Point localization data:

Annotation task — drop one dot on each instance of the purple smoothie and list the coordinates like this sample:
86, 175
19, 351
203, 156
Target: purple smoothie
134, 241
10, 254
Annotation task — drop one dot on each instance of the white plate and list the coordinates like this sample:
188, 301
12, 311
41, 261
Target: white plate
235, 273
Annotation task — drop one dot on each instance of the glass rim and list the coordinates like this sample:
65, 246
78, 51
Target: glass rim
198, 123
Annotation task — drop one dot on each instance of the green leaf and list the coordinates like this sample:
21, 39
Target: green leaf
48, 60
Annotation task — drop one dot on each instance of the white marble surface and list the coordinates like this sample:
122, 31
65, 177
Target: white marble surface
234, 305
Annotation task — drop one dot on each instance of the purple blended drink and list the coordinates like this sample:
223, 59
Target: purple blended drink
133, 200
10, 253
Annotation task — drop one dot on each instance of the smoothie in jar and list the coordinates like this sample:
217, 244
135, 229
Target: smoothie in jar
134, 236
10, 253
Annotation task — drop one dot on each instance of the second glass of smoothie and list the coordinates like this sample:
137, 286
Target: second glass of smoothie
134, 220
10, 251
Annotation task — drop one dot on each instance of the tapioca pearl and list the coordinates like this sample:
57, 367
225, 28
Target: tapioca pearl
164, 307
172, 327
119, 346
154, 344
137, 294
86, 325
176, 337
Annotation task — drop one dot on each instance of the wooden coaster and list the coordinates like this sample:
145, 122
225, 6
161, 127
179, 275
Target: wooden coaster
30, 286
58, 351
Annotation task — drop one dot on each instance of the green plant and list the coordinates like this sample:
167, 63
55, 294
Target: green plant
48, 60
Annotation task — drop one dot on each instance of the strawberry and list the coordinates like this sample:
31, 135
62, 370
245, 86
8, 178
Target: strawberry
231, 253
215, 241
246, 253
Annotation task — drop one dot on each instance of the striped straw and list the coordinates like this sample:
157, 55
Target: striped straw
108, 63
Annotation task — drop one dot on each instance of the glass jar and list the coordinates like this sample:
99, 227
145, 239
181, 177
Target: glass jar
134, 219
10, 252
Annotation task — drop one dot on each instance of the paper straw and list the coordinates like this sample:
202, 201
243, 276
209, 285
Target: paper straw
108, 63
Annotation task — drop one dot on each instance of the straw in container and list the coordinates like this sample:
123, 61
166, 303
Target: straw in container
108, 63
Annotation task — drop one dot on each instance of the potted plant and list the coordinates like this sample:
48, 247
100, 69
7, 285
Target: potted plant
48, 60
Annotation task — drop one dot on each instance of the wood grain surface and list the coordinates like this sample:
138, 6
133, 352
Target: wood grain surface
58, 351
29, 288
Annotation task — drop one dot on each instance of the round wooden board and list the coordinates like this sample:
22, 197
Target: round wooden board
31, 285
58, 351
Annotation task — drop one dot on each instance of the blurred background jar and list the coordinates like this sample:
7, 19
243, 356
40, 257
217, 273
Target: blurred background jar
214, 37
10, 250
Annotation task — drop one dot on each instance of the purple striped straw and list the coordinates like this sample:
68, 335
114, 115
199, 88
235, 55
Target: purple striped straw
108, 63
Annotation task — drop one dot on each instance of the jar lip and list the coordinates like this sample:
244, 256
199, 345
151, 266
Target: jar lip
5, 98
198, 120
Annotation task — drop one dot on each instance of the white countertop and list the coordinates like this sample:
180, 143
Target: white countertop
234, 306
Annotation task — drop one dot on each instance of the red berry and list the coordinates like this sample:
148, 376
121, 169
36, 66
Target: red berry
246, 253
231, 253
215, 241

| Description of the task |
The records must be reproduced in full. Nothing should differ.

| The answer |
Annotation task — drop one dot on each instance of the purple smoothie and list the coordinates like this sample:
86, 175
19, 351
203, 156
Target: purple smoothie
134, 241
10, 254
Annotation task — drop one dot on each instance of the white plate and list the coordinates like this sample:
188, 301
12, 311
41, 261
Target: white plate
235, 273
Annotation task — drop one dot on each instance of the glass rim and list the coordinates like this sample:
65, 246
78, 51
Target: glass rim
198, 123
Annotation task — drop one dot on each instance of the green leaf and list the coordinates like this sample:
21, 39
Target: green leaf
48, 60
Annotation task — drop one dot on each instance of the white marble surface and list the coordinates like this sample:
122, 31
65, 177
Target: white marble surface
234, 305
Annotation task — drop one dot on each instance of the purple blended drink and list the coordinates like this sample:
223, 59
Target: purple blended drink
133, 200
10, 253
Annotation task — drop one dot on each instance of the smoothie in jar and list the coordinates like this sample:
217, 244
135, 229
Target: smoothie in jar
134, 236
10, 253
Annotation task — drop one dot on each instance of the second glass of smoothie and list the coordinates like this sample:
137, 286
Target: second glass of smoothie
134, 220
10, 251
Annotation task — drop one dot on each instance of the tapioca pearl and list the coordinates like this sample:
57, 367
225, 28
Target: tapioca pearl
164, 307
172, 327
119, 346
154, 344
137, 294
86, 325
176, 337
Annotation task — drop one dot on each instance of the wooden coaster and list the coordinates like this sample:
145, 122
225, 6
161, 127
179, 275
Target: wooden coaster
30, 286
58, 351
Annotation task — drop one dot on each instance of the green plant and list the coordinates like this sample:
167, 63
55, 294
Target: green plant
48, 60
Annotation task — drop one dot on each instance of the strawberry and list the coordinates like this sample:
31, 135
62, 370
245, 86
8, 178
Target: strawberry
231, 253
215, 241
246, 253
Annotation task — drop one dot on each instance of the striped straw and list the coordinates like this sample:
157, 55
Target: striped straw
108, 63
Annotation task — drop one dot on each instance of the glass jar and list the coordinates like this sample:
99, 227
145, 239
181, 177
Target: glass jar
134, 219
10, 252
Annotation task — drop one dot on each instance of the paper straw and list the coordinates like this sample:
202, 201
243, 276
209, 285
Target: paper straw
108, 63
Annotation task — drop one dot on each instance of the straw in container and list the coordinates like this sample:
123, 61
166, 303
Target: straw in container
108, 63
Annotation task — drop one dot on each instance of the potted plant and list the coordinates like this sample:
48, 247
100, 69
7, 285
Target: potted plant
48, 60
Annotation task — drop one dot on each instance of the wood grain surface and list the coordinates like this sample:
138, 6
133, 352
Target: wood grain surface
58, 351
29, 288
Annotation task — drop one dot on each instance of the round wooden board and list the coordinates like this sample:
22, 197
Target: round wooden board
31, 285
58, 351
Annotation task — drop one dot on each instance of the blurred background jar and list the coordinates like this sample:
7, 19
243, 356
40, 257
217, 273
Target: blurred background jar
214, 37
10, 250
Annotation task — drop one dot on each instance of the purple striped straw and list the coordinates like this sample:
68, 335
114, 115
199, 88
235, 55
Target: purple striped straw
108, 63
Annotation task — drop one dot on each instance of the jar lip and list the coordinates like this sample:
244, 256
199, 345
151, 266
Target: jar lip
5, 98
198, 120
Annotation task — drop one dot on each instance of the white countertop and list the coordinates like this sample:
180, 143
Target: white countertop
234, 306
Annotation task — drop one dot on each instance of the red berry and list the coordinates like this sample:
148, 376
121, 169
36, 66
Target: red berry
246, 253
231, 253
215, 241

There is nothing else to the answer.